(Records Opens)

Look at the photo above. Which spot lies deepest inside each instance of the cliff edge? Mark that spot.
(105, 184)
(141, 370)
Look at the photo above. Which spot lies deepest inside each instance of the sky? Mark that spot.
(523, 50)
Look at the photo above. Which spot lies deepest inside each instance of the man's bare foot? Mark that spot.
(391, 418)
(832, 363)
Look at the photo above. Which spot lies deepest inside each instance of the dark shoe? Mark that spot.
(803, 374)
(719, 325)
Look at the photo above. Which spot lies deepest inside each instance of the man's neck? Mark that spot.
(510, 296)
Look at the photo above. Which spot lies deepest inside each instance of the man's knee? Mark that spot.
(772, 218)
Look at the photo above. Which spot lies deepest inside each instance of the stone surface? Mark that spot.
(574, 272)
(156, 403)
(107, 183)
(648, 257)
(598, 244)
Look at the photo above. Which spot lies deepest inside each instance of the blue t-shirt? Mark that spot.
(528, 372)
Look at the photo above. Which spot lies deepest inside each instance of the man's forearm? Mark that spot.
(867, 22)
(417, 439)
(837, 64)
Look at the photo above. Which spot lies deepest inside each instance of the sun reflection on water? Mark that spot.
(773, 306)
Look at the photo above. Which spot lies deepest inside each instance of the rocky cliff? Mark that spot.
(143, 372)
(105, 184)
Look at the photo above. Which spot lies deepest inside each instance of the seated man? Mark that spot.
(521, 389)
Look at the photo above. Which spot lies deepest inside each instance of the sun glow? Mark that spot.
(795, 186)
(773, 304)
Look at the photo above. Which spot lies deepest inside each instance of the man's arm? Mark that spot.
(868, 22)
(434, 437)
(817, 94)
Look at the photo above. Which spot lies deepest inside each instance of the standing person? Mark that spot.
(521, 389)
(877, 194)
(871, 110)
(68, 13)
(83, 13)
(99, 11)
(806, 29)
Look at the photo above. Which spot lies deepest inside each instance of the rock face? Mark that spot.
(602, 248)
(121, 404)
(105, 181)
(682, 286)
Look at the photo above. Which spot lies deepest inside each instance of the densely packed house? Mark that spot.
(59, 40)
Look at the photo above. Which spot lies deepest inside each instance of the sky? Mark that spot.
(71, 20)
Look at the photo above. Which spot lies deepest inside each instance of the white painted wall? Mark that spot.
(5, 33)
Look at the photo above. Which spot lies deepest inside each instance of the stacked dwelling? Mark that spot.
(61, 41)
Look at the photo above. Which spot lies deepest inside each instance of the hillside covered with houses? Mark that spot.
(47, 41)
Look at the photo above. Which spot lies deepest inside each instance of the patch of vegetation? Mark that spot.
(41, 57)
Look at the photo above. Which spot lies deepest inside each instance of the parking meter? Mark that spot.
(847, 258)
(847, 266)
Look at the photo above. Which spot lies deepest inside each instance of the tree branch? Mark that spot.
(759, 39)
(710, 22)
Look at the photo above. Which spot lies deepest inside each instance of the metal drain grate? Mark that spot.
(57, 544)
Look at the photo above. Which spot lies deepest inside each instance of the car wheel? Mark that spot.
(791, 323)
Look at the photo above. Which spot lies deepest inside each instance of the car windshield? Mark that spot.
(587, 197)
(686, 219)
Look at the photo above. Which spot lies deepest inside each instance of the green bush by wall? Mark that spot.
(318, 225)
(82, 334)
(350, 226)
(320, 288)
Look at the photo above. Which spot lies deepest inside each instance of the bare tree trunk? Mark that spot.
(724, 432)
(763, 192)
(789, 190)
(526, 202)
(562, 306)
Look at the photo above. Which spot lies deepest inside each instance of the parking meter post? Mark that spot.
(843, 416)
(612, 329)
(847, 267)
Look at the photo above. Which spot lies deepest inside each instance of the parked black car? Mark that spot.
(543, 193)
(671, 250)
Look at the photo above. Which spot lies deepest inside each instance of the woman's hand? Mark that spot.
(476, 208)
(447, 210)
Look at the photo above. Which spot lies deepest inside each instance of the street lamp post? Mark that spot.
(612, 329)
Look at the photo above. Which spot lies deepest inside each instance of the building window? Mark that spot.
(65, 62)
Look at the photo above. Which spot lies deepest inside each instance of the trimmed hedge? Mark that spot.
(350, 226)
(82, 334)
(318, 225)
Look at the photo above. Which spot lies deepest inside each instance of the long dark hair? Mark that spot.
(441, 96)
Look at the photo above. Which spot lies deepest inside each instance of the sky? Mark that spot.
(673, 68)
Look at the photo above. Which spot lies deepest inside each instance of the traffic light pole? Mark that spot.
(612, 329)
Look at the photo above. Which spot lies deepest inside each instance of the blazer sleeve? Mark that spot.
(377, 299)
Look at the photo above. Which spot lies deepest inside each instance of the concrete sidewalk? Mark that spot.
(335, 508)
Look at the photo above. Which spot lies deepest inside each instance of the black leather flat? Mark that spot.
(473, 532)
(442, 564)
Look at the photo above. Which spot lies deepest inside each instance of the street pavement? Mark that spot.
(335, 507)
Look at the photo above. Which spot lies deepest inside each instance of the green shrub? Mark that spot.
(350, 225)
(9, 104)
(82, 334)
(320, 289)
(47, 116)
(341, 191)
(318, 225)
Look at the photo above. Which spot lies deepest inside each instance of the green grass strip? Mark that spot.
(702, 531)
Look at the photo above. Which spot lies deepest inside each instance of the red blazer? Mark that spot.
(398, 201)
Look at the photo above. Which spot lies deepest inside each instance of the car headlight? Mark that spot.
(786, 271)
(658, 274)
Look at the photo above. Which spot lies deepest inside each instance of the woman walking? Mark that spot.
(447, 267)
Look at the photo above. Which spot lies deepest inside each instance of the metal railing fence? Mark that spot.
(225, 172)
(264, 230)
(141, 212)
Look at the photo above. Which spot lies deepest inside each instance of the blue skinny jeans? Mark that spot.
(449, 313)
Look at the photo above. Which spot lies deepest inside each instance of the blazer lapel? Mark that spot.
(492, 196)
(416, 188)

(Records Closes)

Task brief
Please copy the line that contains "walking? Mark that spot." and each line after it through the end of the records, exactly, and no other lines.

Output for this exercise
Look at the photo above. Which spot lies deepest inside each instance of the woman walking? Mark that spot.
(447, 267)
Look at the photo above. Which spot lies deepest inside each instance of the metal railing fence? Mark that spot.
(225, 172)
(264, 230)
(141, 212)
Look at the photo above. Which spot lies deepest inside each instance of the blue skinny jeans? Mark that spot.
(449, 313)
Look at the photo above. Which spot lies deepest inside each instance of the blazer lapel? Mark that spot.
(492, 196)
(416, 188)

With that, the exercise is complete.